- [Directive] Recast the entries from the first line up to and including the line that contains "M 163 162 L" as a Markdown table with the columns Row and Line. Give each nonblank line a running number under Row and the line itself under Line.

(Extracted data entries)
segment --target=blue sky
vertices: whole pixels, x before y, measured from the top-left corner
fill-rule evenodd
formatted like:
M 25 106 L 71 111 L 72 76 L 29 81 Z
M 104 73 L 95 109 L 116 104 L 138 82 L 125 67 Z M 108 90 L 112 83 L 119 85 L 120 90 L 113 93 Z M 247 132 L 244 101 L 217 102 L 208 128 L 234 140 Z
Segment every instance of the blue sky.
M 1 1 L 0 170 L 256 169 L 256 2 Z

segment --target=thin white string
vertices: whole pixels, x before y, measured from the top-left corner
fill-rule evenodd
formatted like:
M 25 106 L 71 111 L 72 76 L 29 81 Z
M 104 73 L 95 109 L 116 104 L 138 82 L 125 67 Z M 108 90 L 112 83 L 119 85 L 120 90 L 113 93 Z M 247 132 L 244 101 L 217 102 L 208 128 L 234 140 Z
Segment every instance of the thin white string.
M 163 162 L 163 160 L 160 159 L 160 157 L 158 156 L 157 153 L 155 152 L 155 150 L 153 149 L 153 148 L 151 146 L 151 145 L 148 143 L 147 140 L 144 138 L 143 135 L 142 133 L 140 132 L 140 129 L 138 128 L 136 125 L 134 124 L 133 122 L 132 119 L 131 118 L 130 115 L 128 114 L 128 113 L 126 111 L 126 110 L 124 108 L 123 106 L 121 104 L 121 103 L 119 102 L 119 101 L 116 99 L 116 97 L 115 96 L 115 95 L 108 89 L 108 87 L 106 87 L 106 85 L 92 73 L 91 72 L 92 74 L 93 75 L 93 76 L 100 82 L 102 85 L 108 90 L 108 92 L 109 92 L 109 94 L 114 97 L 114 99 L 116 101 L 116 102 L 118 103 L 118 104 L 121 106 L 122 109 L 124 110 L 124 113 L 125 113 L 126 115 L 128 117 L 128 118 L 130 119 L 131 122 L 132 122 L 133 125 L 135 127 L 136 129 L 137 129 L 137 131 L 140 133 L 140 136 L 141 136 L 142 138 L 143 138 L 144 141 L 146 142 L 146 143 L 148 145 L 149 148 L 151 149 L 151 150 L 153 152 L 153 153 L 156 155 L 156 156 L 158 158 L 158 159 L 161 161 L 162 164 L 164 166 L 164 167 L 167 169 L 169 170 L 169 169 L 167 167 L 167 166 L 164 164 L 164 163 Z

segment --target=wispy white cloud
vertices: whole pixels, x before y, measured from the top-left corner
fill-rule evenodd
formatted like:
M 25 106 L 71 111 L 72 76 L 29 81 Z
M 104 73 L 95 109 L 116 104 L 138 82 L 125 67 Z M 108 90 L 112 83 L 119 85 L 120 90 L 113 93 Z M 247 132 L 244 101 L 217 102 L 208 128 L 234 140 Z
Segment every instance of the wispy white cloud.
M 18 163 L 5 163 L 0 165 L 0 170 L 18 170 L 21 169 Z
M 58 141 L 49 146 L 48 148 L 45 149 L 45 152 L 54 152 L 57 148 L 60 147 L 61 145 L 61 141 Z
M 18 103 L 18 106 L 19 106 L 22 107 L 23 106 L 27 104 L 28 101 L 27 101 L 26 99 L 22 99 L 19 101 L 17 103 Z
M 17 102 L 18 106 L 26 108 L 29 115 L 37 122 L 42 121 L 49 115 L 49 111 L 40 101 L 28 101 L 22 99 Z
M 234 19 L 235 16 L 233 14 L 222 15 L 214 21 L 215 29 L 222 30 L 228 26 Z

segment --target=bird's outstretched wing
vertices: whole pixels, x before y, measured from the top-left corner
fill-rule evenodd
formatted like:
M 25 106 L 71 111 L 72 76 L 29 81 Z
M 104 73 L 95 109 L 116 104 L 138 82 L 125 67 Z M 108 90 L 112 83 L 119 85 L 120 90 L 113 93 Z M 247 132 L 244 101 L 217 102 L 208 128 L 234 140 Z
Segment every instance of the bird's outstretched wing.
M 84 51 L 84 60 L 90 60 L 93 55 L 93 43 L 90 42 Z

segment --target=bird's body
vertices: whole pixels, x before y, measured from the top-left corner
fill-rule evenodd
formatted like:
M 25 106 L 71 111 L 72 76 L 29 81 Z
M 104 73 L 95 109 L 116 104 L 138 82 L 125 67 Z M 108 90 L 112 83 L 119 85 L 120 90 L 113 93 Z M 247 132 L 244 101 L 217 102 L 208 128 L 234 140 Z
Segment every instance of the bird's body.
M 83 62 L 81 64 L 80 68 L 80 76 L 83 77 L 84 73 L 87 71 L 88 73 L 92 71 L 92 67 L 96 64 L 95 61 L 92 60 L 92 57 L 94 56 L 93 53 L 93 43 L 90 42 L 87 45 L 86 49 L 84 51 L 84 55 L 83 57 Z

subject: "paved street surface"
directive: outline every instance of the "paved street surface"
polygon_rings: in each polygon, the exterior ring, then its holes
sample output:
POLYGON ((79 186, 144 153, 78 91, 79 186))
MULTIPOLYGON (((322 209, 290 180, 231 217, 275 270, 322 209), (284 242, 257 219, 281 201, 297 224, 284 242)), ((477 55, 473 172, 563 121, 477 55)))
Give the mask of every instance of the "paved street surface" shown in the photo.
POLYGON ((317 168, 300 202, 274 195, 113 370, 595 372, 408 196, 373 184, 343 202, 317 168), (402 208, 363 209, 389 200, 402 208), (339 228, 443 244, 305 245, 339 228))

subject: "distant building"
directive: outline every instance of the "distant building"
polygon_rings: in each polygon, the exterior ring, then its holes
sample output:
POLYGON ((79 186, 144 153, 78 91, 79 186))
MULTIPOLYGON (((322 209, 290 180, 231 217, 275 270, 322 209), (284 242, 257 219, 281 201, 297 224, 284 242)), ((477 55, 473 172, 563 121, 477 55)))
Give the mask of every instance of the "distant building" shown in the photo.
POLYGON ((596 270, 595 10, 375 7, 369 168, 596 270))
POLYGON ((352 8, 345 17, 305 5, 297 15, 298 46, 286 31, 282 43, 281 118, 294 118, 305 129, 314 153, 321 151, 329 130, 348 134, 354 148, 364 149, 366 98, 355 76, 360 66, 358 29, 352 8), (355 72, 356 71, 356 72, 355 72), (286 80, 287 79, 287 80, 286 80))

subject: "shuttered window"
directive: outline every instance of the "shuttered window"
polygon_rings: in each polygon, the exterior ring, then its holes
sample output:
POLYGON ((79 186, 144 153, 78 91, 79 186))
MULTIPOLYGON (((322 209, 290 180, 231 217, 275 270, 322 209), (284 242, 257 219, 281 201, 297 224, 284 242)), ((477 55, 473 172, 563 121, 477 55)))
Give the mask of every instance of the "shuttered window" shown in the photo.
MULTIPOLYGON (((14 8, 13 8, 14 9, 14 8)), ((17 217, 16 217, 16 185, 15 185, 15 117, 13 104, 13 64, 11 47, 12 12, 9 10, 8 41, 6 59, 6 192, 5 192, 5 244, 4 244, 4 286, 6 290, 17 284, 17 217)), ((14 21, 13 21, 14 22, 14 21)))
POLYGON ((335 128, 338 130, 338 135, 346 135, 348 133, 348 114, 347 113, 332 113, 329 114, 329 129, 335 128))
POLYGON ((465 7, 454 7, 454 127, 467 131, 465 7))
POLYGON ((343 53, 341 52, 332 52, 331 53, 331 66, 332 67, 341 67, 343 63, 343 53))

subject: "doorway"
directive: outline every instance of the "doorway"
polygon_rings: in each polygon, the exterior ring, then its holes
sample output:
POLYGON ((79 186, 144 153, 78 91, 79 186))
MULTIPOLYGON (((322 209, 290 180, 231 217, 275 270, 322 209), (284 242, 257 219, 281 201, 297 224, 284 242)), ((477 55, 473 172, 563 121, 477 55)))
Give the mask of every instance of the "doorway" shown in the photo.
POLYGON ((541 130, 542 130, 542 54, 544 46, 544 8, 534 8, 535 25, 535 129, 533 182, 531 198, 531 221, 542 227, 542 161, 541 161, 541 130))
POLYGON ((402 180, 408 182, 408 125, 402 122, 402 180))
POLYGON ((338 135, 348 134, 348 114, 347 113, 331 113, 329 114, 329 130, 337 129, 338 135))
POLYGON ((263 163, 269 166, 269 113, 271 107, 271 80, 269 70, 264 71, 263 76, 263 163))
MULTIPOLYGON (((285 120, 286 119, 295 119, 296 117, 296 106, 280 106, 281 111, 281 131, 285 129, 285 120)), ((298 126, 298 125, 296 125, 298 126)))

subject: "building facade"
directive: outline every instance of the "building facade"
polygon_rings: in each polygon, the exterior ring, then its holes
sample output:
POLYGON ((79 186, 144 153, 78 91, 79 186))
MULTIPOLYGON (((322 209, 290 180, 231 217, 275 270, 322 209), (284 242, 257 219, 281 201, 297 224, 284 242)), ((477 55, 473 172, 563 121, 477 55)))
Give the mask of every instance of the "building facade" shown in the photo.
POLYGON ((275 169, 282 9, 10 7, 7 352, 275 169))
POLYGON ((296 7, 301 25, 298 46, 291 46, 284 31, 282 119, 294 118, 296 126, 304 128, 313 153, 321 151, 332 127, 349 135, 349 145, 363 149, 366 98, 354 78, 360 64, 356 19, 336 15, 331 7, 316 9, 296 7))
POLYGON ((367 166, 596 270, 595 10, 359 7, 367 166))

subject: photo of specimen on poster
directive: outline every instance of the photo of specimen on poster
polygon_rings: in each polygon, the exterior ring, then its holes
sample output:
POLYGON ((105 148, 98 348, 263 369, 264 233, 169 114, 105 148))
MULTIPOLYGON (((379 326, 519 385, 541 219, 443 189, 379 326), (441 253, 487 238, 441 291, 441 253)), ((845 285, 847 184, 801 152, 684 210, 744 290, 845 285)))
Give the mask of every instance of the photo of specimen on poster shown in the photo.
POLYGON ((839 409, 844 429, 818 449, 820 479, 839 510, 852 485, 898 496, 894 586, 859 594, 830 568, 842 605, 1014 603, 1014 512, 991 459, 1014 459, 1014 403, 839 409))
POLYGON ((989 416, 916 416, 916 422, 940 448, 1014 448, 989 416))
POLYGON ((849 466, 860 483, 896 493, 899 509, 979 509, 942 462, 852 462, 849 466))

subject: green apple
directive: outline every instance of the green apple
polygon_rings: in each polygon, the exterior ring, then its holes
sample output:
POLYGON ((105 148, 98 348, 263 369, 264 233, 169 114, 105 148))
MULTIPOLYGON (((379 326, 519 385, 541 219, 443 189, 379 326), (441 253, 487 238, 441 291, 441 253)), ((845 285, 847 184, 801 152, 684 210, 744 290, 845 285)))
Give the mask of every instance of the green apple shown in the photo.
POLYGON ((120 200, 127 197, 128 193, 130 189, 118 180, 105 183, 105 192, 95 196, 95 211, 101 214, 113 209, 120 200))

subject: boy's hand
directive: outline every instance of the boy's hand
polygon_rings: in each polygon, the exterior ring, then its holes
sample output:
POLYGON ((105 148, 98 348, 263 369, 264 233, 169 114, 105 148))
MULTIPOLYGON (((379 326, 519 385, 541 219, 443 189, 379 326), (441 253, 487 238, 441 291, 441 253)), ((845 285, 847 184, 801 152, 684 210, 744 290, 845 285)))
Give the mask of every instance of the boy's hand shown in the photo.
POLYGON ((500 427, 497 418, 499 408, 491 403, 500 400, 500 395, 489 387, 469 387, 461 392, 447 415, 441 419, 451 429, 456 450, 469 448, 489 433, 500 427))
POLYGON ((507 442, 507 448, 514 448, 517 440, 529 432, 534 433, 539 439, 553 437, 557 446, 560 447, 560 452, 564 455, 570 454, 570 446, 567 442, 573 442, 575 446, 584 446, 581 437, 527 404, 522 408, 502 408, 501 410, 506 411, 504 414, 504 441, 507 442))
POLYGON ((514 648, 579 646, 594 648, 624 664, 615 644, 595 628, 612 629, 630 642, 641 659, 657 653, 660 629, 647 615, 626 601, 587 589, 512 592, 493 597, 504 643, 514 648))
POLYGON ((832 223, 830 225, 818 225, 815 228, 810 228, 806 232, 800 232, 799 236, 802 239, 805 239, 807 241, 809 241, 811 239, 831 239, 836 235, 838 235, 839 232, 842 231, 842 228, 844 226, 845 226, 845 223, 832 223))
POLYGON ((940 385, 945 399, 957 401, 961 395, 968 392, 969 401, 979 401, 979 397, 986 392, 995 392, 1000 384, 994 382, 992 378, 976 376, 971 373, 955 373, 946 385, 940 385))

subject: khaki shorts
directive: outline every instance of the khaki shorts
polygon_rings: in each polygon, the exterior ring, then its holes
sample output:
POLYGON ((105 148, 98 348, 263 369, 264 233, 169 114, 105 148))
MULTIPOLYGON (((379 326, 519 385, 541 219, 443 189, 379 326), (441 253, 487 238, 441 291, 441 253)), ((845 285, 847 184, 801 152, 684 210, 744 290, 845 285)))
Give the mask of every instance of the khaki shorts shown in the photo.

- [Reply]
| Row | Line |
|---|---|
| 1 | segment --target=blue sky |
| 2 | vertices: whole pixels, x before y, measured from the top-left corner |
| 3 | fill-rule evenodd |
| 4 | formatted like: |
| 5 | M 25 106 L 71 111 L 72 76 L 29 81 Z |
| 6 | M 104 73 L 95 109 L 116 104 L 138 82 L 125 67 Z M 108 90 L 112 83 L 119 85 L 120 90 L 113 93 Z M 247 132 L 244 101 L 217 102 L 208 128 L 234 140 Z |
| 7 | Segment every instance of the blue sky. |
| 8 | M 1 1 L 0 170 L 256 169 L 256 2 Z |
| 9 | segment --target=thin white string |
| 10 | vertices: whole pixels, x before y, measured from the top-left corner |
| 11 | fill-rule evenodd |
| 12 | formatted like: |
| 13 | M 25 106 L 71 111 L 72 76 L 29 81 Z |
| 14 | M 104 73 L 95 109 L 116 104 L 138 82 L 125 67 Z M 108 90 L 112 83 L 119 85 L 120 90 L 113 93 Z M 247 132 L 244 101 L 217 102 L 208 128 L 234 140 Z |
| 15 | Segment every instance of the thin white string. |
| 16 | M 163 162 L 163 160 L 160 159 L 160 157 L 158 156 L 157 153 L 155 152 L 155 150 L 153 149 L 153 148 L 151 146 L 151 145 L 148 143 L 147 140 L 144 138 L 143 135 L 142 133 L 140 132 L 140 129 L 138 128 L 136 125 L 134 124 L 133 122 L 132 119 L 131 118 L 130 115 L 128 114 L 128 113 L 126 111 L 126 110 L 124 108 L 123 106 L 121 104 L 121 103 L 119 102 L 119 101 L 116 99 L 116 97 L 115 96 L 115 95 L 108 89 L 108 87 L 106 87 L 106 85 L 92 73 L 91 72 L 92 74 L 93 75 L 93 76 L 100 82 L 102 85 L 108 90 L 108 92 L 109 92 L 109 94 L 114 97 L 114 99 L 116 101 L 116 102 L 118 103 L 118 104 L 121 106 L 122 109 L 124 110 L 124 113 L 125 113 L 126 115 L 128 117 L 128 118 L 130 119 L 131 122 L 132 122 L 133 125 L 135 127 L 136 129 L 137 129 L 137 131 L 140 133 L 140 136 L 141 136 L 142 138 L 143 138 L 144 141 L 146 142 L 146 143 L 148 145 L 149 148 L 151 149 L 151 150 L 153 152 L 153 153 L 156 155 L 156 156 L 158 158 L 158 159 L 161 161 L 162 164 L 164 166 L 164 167 L 167 169 L 169 170 L 169 169 L 167 167 L 167 166 L 164 164 L 164 163 Z |